[Record di etichettatura e segmentazione]
------------
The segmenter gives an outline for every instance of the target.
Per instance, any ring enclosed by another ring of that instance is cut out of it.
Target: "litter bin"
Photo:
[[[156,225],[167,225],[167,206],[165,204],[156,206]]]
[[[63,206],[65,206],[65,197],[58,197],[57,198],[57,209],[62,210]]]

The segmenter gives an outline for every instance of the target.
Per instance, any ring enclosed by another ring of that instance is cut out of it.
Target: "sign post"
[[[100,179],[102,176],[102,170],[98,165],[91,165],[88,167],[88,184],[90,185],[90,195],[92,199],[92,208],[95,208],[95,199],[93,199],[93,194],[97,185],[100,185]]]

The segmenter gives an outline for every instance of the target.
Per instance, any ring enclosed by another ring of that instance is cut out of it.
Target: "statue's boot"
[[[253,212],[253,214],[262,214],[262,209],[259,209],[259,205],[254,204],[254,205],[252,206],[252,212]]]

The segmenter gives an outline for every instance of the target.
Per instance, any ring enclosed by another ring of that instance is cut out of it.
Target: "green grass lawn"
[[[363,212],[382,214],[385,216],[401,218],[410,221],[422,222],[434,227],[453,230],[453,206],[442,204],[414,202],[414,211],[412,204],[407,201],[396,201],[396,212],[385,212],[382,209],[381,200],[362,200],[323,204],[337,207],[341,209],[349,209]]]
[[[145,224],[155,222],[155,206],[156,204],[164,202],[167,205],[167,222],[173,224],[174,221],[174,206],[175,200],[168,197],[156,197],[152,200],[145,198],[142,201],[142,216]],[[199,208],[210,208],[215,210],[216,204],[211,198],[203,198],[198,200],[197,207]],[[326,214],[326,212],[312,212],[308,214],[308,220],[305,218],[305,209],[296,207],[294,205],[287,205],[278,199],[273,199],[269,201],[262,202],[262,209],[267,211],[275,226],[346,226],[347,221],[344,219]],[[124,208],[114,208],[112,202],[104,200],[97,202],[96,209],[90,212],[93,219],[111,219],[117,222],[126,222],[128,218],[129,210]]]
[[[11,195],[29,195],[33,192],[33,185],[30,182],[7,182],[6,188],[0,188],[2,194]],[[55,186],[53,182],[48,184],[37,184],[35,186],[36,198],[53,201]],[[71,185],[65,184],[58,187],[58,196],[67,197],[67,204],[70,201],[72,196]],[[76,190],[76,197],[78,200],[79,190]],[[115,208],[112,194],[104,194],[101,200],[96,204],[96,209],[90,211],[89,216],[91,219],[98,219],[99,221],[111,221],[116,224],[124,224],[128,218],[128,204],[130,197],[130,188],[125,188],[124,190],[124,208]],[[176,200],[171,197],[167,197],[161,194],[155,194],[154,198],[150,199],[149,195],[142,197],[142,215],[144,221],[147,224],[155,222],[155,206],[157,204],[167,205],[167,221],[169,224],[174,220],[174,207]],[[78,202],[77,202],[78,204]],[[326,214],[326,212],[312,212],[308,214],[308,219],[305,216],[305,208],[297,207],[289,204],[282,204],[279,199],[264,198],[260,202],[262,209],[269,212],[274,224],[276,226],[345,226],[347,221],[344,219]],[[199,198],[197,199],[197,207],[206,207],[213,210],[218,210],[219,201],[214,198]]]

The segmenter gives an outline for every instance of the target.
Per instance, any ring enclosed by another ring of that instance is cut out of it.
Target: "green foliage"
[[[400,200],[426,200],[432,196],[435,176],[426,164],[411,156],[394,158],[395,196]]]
------------
[Richiesta scritta]
Determina quante righe del materiale riportato sopra contengono la stringa "green", tenendo conto di maiuscole e minuscole. Indica soltanto il numero.

[Soluzione scritta]
2